# The request:
Go through the entries below and copy out in full every line that contains the word "bowl".

# Material shown:
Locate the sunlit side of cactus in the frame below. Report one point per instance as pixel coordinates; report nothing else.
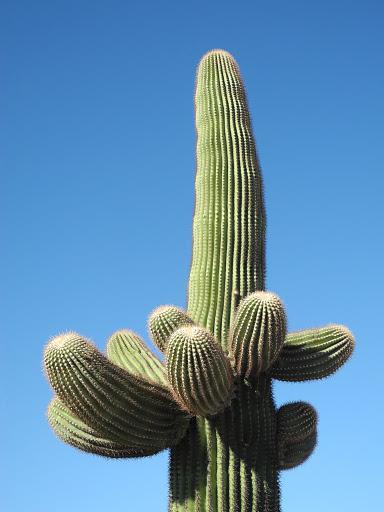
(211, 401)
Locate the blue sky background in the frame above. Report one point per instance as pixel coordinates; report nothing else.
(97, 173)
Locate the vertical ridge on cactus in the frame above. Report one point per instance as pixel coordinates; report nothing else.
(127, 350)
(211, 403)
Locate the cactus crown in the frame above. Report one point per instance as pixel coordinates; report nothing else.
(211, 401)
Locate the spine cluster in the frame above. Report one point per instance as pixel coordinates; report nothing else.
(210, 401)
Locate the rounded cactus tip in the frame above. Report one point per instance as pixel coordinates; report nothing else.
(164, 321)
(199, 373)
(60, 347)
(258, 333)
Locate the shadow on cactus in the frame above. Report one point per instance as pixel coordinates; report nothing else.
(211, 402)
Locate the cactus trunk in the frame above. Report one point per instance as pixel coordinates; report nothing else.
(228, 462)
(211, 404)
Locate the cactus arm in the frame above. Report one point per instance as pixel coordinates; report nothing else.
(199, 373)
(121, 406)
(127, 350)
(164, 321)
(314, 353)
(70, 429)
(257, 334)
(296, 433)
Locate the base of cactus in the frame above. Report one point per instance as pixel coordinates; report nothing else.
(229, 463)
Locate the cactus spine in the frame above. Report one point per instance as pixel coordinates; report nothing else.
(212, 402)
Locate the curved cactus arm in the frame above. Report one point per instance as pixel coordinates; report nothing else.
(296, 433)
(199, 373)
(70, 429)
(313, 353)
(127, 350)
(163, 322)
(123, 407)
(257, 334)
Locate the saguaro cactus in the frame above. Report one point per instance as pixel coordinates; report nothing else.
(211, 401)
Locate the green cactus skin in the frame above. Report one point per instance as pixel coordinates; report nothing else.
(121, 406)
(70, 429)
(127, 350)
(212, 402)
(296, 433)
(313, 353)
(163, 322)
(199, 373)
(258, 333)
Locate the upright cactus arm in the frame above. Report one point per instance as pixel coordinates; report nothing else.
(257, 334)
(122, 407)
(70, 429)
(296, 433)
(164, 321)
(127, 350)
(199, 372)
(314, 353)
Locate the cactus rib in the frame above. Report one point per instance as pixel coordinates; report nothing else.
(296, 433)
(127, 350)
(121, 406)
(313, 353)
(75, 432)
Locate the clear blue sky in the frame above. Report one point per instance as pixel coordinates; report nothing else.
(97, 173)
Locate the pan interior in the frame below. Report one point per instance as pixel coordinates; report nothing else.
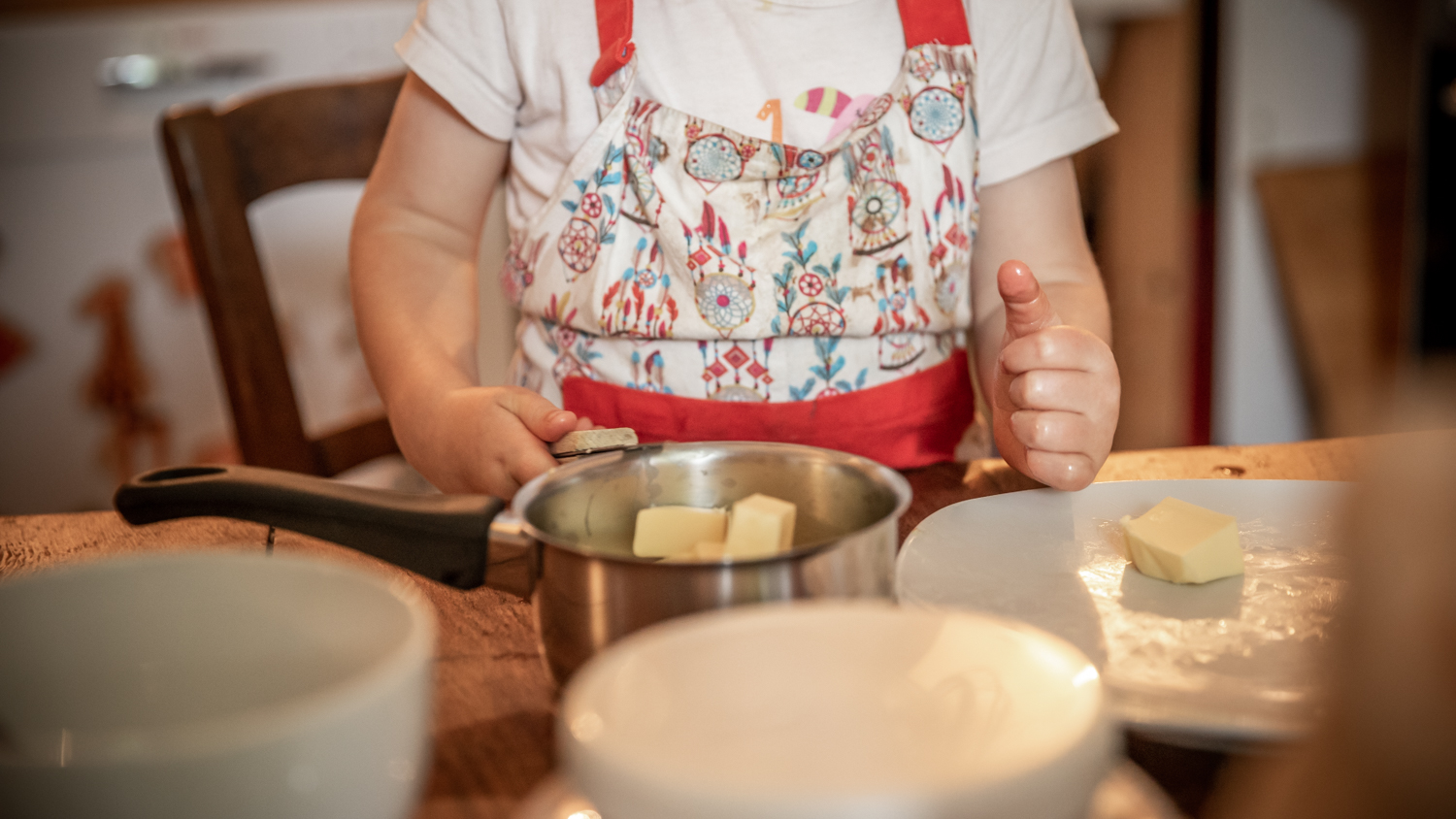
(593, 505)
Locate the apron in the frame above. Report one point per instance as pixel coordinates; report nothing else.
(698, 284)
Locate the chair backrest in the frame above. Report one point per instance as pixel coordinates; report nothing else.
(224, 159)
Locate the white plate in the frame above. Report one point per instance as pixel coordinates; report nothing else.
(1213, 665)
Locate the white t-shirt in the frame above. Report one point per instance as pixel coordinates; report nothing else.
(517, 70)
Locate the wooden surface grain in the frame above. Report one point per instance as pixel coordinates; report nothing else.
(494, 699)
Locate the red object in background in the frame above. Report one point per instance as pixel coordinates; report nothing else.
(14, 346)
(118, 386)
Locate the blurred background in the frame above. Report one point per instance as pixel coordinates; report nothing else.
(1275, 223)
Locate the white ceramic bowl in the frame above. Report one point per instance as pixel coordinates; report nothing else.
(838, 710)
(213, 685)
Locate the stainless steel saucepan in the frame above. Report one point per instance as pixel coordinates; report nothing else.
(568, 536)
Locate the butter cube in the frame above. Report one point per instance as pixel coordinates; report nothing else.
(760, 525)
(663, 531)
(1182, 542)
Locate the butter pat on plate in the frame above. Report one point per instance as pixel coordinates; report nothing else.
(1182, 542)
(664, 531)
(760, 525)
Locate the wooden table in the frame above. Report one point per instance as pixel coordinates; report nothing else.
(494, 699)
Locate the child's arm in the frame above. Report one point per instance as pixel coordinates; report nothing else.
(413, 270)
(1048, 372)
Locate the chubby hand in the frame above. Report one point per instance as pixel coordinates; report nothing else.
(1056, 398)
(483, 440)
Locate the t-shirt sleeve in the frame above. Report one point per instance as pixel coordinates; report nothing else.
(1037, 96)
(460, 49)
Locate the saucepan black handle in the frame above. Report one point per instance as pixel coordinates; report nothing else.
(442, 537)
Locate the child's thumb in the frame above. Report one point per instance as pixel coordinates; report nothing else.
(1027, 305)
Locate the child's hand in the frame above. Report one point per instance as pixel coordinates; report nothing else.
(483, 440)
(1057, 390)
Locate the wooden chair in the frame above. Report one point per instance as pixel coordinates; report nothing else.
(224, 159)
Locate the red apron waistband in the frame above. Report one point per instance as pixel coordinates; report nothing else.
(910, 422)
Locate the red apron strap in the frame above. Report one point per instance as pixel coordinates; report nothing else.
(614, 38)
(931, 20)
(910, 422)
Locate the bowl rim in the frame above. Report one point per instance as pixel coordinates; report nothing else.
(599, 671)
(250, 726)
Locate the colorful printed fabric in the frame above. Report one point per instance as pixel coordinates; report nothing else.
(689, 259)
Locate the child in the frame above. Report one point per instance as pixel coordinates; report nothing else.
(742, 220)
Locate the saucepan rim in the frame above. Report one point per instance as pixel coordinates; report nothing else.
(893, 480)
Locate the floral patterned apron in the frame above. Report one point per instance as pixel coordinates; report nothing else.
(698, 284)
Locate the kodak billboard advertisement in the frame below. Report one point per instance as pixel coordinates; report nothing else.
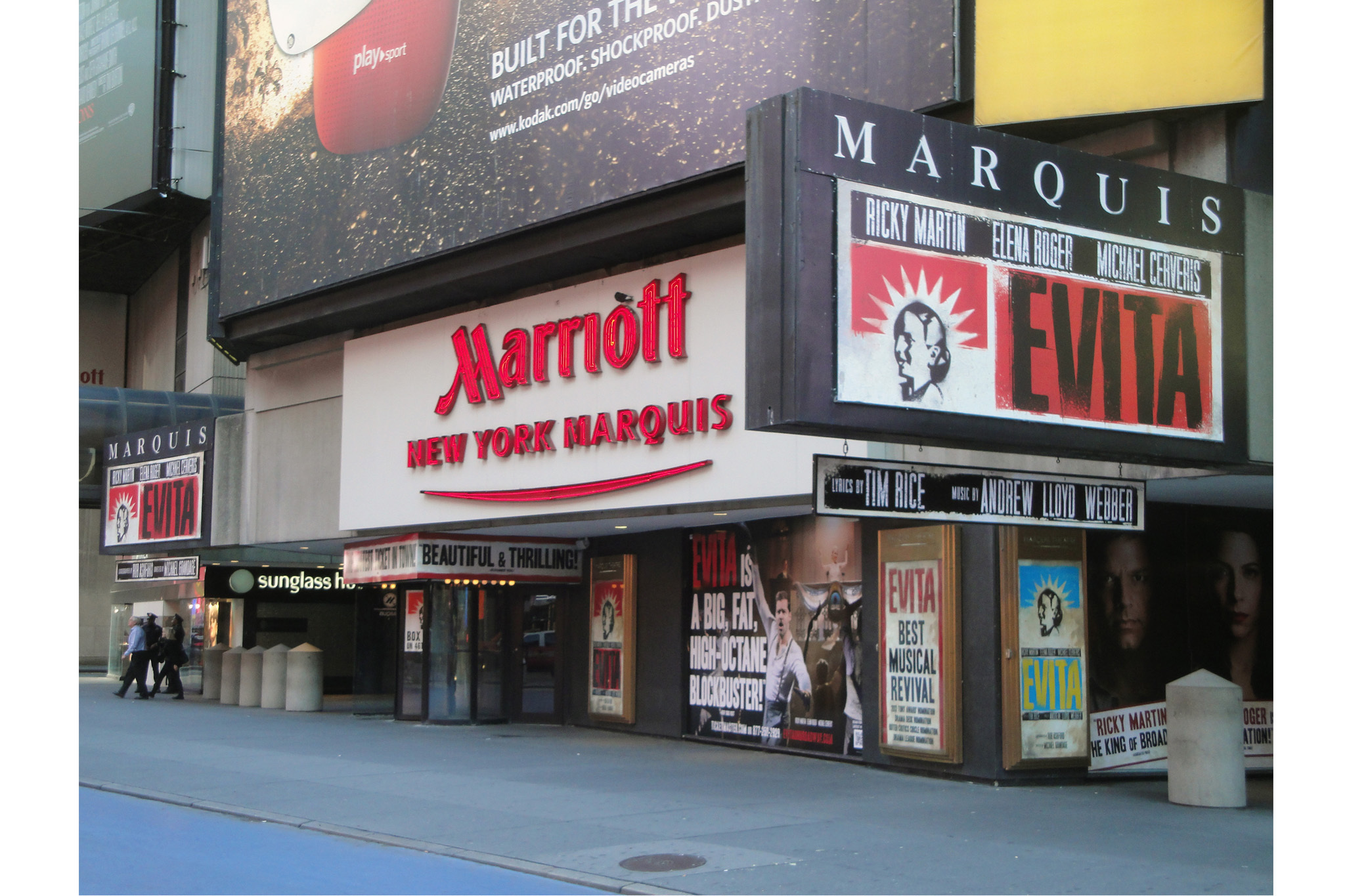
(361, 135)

---

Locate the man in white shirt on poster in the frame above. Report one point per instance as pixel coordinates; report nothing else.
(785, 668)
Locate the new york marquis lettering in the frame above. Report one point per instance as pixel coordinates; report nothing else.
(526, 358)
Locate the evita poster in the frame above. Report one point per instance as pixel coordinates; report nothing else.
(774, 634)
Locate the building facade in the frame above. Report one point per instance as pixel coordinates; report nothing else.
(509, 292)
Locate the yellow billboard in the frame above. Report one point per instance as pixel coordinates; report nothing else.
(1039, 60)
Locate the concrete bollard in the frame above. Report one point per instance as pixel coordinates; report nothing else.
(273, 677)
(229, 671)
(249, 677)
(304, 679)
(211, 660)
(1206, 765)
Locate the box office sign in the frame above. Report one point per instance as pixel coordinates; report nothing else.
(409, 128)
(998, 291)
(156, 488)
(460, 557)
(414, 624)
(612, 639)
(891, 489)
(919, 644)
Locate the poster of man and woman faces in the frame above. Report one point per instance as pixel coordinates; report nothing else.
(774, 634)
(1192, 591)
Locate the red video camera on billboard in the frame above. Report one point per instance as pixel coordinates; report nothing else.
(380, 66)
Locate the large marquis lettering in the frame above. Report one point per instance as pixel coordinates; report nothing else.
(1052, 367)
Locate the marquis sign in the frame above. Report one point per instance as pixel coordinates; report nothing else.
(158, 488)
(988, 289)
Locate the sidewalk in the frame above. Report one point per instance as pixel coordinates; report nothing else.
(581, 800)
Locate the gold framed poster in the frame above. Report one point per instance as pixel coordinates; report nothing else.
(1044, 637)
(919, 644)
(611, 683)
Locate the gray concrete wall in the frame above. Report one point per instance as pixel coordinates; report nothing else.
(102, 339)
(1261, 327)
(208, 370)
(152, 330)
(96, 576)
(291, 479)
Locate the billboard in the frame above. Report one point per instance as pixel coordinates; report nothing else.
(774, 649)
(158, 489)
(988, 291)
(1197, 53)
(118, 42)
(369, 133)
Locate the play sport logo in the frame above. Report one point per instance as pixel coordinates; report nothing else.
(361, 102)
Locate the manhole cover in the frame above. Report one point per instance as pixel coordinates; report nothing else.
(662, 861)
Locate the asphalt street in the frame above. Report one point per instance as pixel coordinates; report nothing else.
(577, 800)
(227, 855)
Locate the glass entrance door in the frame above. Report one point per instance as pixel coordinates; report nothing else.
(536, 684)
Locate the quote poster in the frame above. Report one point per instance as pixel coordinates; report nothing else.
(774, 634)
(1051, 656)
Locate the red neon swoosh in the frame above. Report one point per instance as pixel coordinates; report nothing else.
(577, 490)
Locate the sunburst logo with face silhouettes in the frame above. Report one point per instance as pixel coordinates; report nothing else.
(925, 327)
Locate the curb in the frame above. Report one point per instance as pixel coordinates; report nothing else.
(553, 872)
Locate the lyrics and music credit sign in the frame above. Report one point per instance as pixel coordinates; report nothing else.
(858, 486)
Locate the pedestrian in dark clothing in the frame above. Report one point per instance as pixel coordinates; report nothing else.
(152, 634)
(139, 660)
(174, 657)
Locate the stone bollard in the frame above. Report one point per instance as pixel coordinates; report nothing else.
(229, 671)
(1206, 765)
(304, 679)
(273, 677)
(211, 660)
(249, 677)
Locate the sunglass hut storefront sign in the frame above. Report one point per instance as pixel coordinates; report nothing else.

# Expected answer:
Locate the white ceramic bowl in the frame above. Report one point per instance as pixel coordinates; report nothing else.
Locate the bowl rim in the frame above. Report one point per instance as pixel coordinates; report nothing else.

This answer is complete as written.